## PODANY FRAGMENT
There Is A Tide
Gdy tylko dowiedziałem się o tym, że Chris Potter – podobno najlepszy saksofonista na świecie – nagrał płytę całkowicie solo, zapaliła mi się czerwona lampka w głowie. Obawiałem się, że płyta może być słaba i nieciekawa. Ostatnio miałem okazję przesłuchać w końcu ten album i muszę przyznać zupełnie szczerze, że... Moje obawy ziściły się. A dlaczego? Spieszę z wyjaśnieniami.
Chris Potter zachwyca mnie swoimi improwizacjami w standardach jazzowych, pokazując, w jaki sposób można rozwijać na saksofonie język starych mistrzów, wzbogacając go o narzędzia współczesnego jazzu. Często świetnie wklejał się też w muzykę innych liderów. Jego autorskie płyty nigdy mnie jednak nie zachwycały. Pierwsze płyty saksofonisty to solidny (ale nie warty szczególnej uwagi) mainstream. Ciekawe było rytmiczno-funkujące podejście do improwizacji na dwóch płytach sygnowanych nazwą Underground (polecam drugą!), choć dalej nie były to w żadnym wypadku płyty wybitne. Za najlepszą propozycję w dyskografii Pottera uważam płytę Sirens, która dawała nadzieję na to, że Potter przesunie ciężar swojej muzyki z rytmicznej ekwilibrystyki i zabójczej wirtuozerii na rzecz zadumy, poszukiwań, przestrzeni. I choć po Sirens nastąpiły płyty w mojej opinii jednak gorsze, to przy okazji There Is A Tide jestem w szoku jak zaskakująco słaby gust okazuje się mieć ten saksofonista, tak bardzo wynoszony przez krytyków na ołtarze.
Pierwszym, od razu rzucającym się w uszy problemem płyty jest to, że kompozycje Pottera oscylują dookoła miłych, ładnych, słodkich, ewentualnie bardzo milusińskich. Być może ktoś mniej wtajemniczony nabierze się na ,,aranżerską otoczkę” płyty – w prawie każdym utworze pojawiają się bowiem sekcyjne partie dętych instrumentów, których różnorodność i ilość przypomina mały big-band, albo podobny big-bandowemu bardziej kameralny skład – niestety jest to tylko wydmuszka. Pod aranżerskimi świecidełkami czają się utwory przaśne i słodkie, brzmiące bardziej jak komercyjne zlecenie zrealizowane dla producenta wind lub właściciela sieci marketów, niż jak artystyczna i dojrzała wypowiedź artysty. W muzyce tej próżno szukać zadumy, medytacji, jakiegoś intrygującego klimatu.

## ZADANIA DO WYKONANIA
A - Powtórz słowo w słowo fragment recenzji płyty Chrisa Pottera: wszystko od „Pierwszym, od razu” aż po „jakiegoś intrygującego klimatu.”.
B - Streść recenzję płyty Chrisa Pottera w dwóch zdaniach.

## DOSTARCZONE DANE
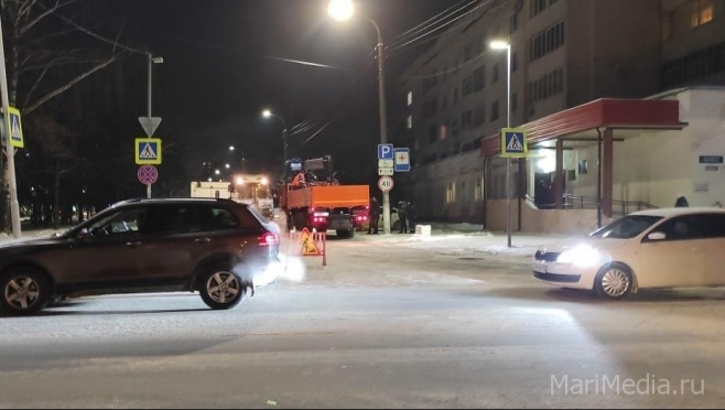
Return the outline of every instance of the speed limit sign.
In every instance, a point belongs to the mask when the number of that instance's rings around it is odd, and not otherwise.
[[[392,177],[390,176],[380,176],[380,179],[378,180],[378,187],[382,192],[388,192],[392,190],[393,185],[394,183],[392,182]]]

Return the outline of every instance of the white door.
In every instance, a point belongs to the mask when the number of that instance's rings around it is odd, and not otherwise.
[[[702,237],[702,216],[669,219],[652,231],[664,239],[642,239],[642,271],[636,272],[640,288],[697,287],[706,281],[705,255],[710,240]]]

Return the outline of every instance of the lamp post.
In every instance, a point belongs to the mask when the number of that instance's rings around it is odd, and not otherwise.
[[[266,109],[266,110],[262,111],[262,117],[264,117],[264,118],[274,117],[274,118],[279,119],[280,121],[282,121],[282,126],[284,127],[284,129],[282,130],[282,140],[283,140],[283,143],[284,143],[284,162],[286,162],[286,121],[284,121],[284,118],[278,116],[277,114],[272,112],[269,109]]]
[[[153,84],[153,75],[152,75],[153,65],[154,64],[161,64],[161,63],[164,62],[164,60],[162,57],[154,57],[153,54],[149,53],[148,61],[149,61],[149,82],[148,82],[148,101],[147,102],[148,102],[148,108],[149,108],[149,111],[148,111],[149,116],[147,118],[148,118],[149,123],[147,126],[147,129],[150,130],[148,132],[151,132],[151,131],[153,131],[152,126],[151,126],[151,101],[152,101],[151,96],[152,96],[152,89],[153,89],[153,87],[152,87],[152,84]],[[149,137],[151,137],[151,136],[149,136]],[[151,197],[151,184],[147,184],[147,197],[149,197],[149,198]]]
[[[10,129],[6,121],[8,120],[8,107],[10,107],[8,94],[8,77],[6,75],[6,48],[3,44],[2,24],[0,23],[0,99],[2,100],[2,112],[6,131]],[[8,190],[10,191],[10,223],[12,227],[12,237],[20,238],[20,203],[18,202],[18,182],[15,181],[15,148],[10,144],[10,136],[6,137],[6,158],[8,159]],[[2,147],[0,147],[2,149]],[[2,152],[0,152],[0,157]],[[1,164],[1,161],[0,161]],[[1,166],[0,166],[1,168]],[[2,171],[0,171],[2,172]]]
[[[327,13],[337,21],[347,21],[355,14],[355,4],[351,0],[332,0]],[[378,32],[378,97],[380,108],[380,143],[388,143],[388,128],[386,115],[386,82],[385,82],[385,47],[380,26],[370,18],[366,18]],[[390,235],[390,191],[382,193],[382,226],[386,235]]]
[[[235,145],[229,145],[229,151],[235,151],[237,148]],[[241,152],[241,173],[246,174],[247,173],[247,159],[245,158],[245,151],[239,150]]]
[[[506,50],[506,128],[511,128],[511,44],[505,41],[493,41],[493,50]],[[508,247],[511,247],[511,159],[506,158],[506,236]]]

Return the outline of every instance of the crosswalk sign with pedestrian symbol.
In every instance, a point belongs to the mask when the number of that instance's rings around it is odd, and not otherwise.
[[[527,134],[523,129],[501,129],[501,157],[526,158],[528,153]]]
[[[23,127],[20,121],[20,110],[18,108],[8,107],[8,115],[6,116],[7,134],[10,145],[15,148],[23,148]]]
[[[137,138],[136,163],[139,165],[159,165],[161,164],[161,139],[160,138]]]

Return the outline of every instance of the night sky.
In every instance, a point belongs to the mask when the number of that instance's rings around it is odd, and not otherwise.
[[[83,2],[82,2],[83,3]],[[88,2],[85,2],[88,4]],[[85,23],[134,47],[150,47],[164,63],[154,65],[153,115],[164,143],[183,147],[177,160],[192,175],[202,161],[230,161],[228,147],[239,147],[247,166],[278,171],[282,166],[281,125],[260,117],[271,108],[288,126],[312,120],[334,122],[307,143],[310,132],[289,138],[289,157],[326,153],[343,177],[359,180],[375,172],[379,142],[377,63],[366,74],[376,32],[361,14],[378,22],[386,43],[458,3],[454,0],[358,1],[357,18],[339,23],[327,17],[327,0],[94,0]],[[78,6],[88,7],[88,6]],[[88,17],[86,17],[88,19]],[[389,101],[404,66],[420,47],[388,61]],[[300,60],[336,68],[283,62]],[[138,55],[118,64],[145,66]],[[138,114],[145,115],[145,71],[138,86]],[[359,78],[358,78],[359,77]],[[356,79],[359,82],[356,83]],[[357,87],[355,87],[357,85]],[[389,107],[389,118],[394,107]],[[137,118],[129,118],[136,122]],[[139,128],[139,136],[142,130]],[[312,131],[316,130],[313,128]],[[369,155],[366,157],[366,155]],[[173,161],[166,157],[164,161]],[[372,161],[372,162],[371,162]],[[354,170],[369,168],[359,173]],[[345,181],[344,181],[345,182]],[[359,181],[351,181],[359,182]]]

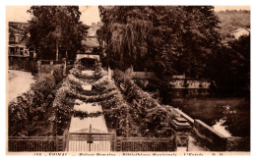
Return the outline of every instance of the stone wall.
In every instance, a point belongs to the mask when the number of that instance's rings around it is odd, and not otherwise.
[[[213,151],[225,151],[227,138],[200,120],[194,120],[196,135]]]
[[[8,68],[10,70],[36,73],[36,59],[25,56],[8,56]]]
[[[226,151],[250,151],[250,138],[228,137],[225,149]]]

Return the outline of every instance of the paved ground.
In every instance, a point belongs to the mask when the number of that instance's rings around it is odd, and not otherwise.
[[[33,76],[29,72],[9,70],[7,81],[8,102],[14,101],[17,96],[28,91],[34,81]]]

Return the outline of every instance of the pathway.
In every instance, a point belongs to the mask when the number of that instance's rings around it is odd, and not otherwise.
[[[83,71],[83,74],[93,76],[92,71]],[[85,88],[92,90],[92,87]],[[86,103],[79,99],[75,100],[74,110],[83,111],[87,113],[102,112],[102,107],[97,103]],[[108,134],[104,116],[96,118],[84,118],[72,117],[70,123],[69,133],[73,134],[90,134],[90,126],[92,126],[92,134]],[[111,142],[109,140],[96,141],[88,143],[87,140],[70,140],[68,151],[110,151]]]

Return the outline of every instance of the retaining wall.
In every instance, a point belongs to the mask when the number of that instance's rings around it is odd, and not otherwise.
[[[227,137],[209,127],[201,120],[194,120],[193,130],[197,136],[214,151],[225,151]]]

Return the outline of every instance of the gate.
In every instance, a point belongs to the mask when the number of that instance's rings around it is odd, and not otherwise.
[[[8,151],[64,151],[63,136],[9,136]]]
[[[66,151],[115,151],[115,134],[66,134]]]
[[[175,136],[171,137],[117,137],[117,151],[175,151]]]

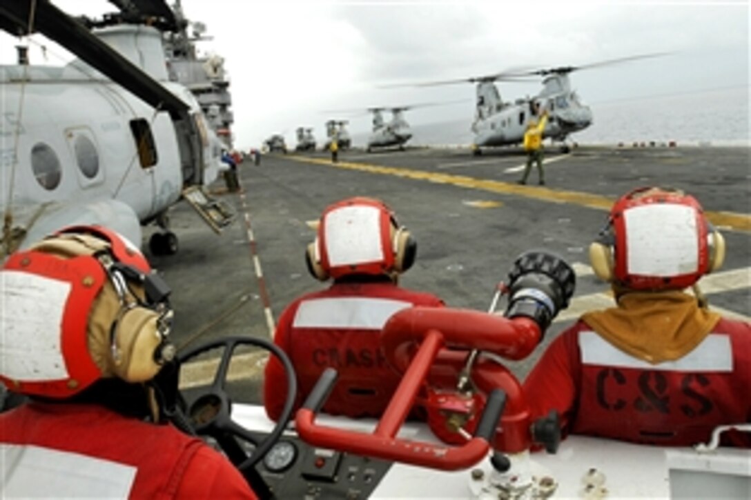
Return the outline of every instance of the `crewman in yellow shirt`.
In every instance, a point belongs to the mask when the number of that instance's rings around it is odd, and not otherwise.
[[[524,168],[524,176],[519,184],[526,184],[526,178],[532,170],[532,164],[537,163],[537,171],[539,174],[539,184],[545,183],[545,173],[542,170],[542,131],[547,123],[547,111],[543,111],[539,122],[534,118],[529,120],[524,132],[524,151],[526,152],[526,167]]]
...
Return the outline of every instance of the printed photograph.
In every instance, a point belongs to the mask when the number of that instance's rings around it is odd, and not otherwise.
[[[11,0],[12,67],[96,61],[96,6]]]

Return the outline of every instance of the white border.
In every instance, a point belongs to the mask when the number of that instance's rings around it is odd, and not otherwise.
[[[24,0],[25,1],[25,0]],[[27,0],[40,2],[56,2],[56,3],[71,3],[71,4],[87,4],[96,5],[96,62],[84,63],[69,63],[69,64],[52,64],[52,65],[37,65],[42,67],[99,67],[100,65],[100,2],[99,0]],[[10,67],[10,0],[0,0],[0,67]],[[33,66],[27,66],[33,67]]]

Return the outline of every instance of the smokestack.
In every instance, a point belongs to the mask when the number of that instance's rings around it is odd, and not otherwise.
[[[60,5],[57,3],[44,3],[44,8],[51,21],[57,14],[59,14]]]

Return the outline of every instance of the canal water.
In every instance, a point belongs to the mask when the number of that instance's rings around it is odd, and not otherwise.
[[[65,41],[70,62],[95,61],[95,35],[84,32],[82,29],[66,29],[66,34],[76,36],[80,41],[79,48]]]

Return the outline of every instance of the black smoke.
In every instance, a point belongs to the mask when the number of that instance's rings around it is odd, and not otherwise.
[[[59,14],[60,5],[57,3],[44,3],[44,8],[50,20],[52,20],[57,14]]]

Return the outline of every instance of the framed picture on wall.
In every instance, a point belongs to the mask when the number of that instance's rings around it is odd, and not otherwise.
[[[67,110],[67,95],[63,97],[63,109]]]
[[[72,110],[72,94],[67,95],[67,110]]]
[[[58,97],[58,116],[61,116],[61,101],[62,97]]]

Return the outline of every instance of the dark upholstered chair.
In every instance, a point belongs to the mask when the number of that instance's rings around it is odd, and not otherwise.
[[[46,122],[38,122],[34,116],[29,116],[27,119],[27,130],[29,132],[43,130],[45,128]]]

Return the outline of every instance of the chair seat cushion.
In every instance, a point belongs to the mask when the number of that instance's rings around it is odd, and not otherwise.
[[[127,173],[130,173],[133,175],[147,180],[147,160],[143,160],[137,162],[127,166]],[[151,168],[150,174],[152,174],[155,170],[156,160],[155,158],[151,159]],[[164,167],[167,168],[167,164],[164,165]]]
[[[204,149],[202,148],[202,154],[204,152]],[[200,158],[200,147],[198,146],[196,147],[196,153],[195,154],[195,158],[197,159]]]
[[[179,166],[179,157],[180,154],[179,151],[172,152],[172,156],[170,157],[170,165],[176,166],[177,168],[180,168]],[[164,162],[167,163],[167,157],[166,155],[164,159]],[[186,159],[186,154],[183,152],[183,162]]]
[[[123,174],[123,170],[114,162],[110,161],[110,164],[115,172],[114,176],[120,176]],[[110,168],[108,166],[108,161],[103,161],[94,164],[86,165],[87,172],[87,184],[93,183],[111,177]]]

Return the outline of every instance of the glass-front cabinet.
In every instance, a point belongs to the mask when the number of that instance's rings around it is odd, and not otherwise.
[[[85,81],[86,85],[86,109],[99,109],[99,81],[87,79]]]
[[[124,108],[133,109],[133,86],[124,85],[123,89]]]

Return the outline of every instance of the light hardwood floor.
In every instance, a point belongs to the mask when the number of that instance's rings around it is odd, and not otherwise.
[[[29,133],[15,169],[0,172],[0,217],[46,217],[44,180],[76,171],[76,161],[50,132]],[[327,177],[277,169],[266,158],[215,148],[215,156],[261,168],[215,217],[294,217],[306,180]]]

## ROZWIĄZANIA ZADAŃ
A -
Pierwszym, od razu rzucającym się w uszy problemem płyty jest to, że kompozycje Pottera oscylują dookoła miłych, ładnych, słodkich, ewentualnie bardzo milusińskich. Być może ktoś mniej wtajemniczony nabierze się na ,,aranżerską otoczkę” płyty – w prawie każdym utworze pojawiają się bowiem sekcyjne partie dętych instrumentów, których różnorodność i ilość przypomina mały big-band, albo podobny big-bandowemu bardziej kameralny skład – niestety jest to tylko wydmuszka. Pod aranżerskimi świecidełkami czają się utwory przaśne i słodkie, brzmiące bardziej jak komercyjne zlecenie zrealizowane dla producenta wind lub właściciela sieci marketów, niż jak artystyczna i dojrzała wypowiedź artysty. W muzyce tej próżno szukać zadumy, medytacji, jakiegoś intrygującego klimatu.

B - Autor obawiał się, że nagrana całkowicie solo płyta There Is A Tide okaże się słaba, i po jej przesłuchaniu stwierdza, że te obawy się ziściły, choć ceni Pottera za improwizacje w standardach jazzowych, a za najlepszą pozycję w jego dyskografii uważa płytę Sirens. Zarzuca kompozycjom, że są miłe, ładne i słodkie, a sekcyjne partie dętych instrumentów uznaje tylko za wydmuszkę, pod którą kryją się przaśne utwory bez zadumy i intrygującego klimatu.